- _Outline annotation records_
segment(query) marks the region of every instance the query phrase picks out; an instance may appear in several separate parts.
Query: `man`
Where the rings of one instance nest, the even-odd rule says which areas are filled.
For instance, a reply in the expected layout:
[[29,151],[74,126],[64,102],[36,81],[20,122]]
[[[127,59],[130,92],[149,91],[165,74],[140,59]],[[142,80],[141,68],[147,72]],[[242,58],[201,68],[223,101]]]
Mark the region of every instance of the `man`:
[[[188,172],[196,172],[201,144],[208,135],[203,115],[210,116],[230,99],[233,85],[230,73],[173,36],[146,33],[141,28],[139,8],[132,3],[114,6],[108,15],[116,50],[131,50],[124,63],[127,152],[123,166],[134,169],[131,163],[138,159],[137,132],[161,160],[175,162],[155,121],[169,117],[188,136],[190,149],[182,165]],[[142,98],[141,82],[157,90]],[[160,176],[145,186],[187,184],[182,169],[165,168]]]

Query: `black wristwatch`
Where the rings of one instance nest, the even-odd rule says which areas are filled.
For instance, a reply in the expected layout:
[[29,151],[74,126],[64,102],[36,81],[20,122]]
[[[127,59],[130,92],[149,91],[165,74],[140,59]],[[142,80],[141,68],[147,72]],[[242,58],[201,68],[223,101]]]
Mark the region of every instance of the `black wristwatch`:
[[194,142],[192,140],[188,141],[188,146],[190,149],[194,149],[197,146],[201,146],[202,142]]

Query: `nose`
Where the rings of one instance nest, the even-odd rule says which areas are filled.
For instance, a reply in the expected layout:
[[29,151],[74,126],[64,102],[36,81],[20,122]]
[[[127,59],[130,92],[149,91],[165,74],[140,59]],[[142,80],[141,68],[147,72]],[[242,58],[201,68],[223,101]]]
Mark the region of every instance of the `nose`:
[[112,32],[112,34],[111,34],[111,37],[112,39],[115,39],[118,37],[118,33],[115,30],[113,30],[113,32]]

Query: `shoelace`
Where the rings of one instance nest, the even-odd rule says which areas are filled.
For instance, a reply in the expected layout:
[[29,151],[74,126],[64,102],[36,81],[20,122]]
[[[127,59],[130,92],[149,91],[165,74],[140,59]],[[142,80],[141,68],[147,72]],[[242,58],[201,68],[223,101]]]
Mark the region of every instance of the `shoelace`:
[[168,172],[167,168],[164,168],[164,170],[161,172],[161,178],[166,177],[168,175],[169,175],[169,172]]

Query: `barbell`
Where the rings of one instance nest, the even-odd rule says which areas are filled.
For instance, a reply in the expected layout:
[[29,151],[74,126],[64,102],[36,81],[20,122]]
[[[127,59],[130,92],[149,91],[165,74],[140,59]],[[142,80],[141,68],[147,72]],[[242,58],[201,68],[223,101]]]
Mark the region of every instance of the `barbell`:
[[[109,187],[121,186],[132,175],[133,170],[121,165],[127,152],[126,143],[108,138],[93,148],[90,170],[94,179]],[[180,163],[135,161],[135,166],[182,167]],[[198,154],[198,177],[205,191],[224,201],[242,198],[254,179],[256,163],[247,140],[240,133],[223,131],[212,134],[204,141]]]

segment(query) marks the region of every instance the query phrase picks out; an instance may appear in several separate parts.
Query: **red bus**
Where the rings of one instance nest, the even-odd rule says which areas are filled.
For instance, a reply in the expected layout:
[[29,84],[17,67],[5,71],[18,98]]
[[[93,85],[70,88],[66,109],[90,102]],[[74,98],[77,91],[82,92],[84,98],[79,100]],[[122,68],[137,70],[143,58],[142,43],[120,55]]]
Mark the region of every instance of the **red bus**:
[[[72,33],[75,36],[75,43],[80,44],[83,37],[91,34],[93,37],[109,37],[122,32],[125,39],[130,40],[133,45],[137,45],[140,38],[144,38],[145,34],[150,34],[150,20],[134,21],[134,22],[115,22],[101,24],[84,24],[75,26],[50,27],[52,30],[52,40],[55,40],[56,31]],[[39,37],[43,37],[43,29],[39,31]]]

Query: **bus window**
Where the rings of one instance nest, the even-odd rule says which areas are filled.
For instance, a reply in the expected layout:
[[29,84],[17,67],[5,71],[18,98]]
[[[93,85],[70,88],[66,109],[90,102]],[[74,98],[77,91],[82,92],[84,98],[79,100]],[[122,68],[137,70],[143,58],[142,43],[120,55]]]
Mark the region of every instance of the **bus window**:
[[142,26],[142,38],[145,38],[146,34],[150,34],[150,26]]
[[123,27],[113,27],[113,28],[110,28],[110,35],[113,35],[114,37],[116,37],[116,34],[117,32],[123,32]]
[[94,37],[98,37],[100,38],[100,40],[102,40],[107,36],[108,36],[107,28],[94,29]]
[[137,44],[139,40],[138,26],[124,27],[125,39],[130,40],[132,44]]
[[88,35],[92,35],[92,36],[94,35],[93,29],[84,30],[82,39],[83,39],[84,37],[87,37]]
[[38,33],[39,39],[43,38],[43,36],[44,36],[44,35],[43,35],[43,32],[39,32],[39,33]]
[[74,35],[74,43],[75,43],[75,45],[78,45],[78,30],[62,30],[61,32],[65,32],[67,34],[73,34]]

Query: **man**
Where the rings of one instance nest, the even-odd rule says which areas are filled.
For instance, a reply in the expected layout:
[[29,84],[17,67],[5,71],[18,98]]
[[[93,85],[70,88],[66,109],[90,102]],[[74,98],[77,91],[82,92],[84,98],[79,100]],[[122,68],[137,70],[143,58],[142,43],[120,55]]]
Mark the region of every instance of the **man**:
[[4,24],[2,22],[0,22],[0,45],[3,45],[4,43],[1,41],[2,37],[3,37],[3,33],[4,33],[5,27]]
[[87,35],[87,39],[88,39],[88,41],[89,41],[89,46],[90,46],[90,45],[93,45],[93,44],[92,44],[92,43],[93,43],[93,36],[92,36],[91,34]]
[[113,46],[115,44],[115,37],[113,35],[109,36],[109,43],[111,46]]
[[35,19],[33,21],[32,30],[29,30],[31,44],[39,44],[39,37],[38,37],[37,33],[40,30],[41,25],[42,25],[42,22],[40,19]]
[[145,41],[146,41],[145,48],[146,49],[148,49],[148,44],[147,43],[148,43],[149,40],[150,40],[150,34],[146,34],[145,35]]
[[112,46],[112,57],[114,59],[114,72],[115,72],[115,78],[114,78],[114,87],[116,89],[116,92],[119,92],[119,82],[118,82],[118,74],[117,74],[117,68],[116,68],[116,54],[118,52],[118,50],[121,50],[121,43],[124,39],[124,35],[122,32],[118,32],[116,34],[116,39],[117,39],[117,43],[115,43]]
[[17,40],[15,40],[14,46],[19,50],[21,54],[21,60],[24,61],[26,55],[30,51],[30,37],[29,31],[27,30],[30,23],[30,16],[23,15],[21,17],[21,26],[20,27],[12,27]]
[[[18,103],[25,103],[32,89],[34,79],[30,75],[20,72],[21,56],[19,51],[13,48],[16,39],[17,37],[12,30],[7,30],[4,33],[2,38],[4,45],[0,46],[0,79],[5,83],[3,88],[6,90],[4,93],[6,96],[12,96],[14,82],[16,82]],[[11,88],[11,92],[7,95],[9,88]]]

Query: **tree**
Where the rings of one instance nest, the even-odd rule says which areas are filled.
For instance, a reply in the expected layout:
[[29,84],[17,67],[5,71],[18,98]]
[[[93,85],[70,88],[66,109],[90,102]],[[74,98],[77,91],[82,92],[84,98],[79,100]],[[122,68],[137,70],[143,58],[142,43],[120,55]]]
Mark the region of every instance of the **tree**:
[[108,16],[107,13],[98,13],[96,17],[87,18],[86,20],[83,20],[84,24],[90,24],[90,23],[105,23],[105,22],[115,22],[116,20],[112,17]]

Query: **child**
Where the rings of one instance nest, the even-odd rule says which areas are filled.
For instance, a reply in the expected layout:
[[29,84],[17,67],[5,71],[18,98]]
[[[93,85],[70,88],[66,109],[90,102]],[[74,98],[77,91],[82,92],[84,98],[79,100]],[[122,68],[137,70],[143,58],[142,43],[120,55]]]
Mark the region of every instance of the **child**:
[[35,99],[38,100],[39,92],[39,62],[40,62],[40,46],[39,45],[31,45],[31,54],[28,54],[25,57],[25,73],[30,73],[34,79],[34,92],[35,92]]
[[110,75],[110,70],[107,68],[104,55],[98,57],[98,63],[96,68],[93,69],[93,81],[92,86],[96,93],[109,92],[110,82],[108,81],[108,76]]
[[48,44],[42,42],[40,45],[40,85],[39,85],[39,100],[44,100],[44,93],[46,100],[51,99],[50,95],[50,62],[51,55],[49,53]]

- _What to work on_
Find every line in the listing above that contains the string "window" and copy each one.

- _Exercise result_
Query: **bus window**
Mark the region of every instance of the **bus window**:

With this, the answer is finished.